The task:
Repeat word for word every line from the one holding "Practice step: point out every instance of the stainless" to the end of the material below.

Supplied records:
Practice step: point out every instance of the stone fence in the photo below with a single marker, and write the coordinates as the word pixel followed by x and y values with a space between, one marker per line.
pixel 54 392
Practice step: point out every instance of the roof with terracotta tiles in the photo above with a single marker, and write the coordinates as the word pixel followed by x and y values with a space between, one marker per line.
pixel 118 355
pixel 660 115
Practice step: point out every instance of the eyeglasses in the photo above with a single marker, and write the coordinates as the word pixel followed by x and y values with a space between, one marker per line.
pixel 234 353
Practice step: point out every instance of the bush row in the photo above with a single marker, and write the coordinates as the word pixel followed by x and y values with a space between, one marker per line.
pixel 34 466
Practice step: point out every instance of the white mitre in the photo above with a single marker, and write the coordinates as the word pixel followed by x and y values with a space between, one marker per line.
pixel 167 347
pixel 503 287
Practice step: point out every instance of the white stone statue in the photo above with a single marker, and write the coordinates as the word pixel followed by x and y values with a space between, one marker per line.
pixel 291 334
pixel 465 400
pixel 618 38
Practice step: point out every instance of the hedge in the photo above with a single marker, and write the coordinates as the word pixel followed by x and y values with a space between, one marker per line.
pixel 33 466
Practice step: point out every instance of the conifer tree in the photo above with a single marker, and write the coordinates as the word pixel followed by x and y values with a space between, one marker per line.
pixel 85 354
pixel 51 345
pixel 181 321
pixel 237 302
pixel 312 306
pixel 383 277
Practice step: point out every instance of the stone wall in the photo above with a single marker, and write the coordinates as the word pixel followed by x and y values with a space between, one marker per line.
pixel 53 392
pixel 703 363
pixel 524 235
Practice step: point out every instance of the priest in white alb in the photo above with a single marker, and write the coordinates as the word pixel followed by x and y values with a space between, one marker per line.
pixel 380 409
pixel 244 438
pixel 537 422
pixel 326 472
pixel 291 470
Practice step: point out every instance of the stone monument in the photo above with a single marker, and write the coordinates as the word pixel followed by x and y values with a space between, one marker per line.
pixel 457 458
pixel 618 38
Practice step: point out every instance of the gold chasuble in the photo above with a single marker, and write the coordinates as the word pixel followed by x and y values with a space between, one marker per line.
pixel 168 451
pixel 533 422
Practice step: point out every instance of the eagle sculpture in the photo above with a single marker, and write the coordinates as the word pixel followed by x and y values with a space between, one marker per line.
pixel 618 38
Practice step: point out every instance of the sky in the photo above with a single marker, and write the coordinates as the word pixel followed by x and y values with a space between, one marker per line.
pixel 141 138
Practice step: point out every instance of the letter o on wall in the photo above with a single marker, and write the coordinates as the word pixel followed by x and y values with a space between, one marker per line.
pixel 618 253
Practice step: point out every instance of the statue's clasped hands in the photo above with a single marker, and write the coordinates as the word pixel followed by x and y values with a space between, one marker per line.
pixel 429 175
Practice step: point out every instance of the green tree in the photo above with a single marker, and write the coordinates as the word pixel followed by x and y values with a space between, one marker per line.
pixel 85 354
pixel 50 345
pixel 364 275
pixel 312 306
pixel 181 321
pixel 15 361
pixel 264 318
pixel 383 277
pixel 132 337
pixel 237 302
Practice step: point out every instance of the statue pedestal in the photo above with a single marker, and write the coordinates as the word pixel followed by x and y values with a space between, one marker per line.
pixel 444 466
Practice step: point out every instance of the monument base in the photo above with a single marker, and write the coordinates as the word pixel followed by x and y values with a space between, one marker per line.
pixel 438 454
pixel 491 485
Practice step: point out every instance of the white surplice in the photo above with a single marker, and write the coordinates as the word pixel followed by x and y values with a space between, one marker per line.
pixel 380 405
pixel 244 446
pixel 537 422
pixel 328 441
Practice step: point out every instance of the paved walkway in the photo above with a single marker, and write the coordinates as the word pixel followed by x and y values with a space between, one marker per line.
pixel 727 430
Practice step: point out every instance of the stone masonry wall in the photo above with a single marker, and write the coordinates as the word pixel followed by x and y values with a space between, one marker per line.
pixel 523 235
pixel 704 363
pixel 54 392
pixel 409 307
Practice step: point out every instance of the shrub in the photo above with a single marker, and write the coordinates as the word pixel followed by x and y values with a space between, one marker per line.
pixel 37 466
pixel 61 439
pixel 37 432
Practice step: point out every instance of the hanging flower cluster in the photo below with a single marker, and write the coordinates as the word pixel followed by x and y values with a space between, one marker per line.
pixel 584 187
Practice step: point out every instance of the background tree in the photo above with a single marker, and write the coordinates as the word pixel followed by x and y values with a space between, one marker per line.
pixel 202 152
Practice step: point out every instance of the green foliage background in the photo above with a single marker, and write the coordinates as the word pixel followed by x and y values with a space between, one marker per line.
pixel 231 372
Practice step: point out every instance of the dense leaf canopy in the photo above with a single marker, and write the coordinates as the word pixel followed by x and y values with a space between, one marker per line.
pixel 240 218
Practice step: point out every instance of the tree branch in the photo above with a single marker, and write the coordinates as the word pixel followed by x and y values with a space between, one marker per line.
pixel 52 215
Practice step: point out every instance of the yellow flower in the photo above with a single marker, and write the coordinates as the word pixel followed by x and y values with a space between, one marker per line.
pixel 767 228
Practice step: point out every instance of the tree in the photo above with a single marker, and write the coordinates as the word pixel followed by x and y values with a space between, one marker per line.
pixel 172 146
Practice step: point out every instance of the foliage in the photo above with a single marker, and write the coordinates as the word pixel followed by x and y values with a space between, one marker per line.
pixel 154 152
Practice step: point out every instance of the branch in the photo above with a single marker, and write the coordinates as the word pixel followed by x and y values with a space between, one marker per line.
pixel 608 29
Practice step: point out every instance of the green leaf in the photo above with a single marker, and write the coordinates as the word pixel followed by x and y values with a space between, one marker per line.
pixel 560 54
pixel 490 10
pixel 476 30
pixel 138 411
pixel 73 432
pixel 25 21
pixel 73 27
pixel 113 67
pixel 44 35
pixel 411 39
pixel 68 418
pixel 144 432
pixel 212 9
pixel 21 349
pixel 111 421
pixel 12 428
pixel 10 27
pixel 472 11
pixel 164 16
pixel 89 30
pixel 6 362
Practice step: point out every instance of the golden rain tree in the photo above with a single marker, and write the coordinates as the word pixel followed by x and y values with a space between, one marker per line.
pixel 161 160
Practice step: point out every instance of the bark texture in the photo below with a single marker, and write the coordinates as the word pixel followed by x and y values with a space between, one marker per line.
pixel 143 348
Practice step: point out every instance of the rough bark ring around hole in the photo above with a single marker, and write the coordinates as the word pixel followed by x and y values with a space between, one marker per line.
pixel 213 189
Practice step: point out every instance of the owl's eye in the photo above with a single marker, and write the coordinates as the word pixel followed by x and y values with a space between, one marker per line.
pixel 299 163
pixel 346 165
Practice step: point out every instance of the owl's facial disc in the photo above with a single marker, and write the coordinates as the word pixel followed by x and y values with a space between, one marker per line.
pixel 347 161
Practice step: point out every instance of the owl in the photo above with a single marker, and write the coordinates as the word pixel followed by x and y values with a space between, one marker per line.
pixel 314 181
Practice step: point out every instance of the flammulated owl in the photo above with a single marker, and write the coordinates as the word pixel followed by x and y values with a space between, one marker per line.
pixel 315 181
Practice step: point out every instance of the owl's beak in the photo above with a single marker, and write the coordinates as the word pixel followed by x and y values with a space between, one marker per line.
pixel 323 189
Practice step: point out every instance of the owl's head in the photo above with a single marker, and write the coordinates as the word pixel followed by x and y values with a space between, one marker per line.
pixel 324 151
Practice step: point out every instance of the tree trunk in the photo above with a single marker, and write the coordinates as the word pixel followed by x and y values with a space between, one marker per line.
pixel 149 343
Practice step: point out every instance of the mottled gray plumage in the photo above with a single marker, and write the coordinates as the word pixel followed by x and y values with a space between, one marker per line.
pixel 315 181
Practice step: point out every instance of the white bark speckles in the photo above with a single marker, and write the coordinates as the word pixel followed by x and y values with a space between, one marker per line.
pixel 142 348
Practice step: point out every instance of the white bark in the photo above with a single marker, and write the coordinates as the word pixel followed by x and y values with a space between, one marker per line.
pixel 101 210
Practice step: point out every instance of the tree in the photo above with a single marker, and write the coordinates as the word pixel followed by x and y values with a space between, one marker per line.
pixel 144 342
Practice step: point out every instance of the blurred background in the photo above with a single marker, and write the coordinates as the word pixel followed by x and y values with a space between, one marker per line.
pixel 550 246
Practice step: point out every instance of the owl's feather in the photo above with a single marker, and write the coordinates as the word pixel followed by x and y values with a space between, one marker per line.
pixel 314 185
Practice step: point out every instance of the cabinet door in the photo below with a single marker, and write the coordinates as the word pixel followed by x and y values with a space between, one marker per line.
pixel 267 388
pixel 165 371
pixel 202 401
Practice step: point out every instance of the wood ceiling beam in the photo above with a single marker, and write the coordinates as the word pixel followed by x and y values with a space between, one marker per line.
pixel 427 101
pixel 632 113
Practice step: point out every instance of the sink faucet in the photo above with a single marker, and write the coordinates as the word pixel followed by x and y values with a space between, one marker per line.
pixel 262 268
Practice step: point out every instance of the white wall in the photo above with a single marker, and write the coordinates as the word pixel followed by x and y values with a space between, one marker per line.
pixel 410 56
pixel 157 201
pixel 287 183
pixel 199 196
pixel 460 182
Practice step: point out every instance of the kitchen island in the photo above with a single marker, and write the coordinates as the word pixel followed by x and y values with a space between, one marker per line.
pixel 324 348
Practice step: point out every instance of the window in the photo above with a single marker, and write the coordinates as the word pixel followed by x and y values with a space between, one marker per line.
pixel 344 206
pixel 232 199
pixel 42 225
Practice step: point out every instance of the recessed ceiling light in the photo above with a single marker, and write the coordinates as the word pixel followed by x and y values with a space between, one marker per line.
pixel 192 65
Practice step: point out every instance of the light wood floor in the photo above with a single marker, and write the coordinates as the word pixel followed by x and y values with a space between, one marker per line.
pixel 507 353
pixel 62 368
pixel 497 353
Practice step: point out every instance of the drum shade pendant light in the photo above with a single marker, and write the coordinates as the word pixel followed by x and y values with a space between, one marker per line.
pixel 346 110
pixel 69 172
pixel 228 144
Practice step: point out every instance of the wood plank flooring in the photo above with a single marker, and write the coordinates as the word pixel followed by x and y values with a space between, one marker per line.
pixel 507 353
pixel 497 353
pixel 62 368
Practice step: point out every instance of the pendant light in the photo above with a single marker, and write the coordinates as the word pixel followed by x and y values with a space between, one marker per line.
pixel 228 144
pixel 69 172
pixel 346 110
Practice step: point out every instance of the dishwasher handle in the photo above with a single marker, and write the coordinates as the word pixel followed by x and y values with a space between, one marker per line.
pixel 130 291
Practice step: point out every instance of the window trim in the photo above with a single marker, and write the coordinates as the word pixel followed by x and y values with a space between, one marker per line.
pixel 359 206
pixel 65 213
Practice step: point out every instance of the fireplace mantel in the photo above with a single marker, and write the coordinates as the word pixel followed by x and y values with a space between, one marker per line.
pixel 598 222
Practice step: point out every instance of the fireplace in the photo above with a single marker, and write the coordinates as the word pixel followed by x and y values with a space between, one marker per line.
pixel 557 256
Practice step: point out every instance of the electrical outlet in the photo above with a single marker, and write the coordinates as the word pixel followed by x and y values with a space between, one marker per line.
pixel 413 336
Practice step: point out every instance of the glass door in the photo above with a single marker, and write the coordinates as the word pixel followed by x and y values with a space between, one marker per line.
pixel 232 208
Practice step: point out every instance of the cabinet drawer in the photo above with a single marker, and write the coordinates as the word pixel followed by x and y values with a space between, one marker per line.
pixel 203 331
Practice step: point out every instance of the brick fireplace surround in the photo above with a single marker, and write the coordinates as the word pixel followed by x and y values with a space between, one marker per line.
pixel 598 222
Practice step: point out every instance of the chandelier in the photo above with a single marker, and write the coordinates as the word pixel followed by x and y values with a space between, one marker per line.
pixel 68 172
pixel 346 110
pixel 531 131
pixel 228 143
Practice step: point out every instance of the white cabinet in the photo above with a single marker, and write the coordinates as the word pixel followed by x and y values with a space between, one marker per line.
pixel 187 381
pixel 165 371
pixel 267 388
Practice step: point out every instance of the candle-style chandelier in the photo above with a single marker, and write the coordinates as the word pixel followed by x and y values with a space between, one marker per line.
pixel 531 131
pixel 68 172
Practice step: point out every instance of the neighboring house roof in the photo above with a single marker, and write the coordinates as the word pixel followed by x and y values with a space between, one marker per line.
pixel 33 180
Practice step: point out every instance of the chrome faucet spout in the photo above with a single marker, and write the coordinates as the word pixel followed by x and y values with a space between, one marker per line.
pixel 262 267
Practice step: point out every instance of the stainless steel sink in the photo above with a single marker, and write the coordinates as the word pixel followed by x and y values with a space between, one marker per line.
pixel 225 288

Solution below:
Practice step: point out every instance of the stainless steel sink in the photo above with a single marker, and write the coordinates as the word pixel followed by x and y values with a space between, one marker per line.
pixel 225 288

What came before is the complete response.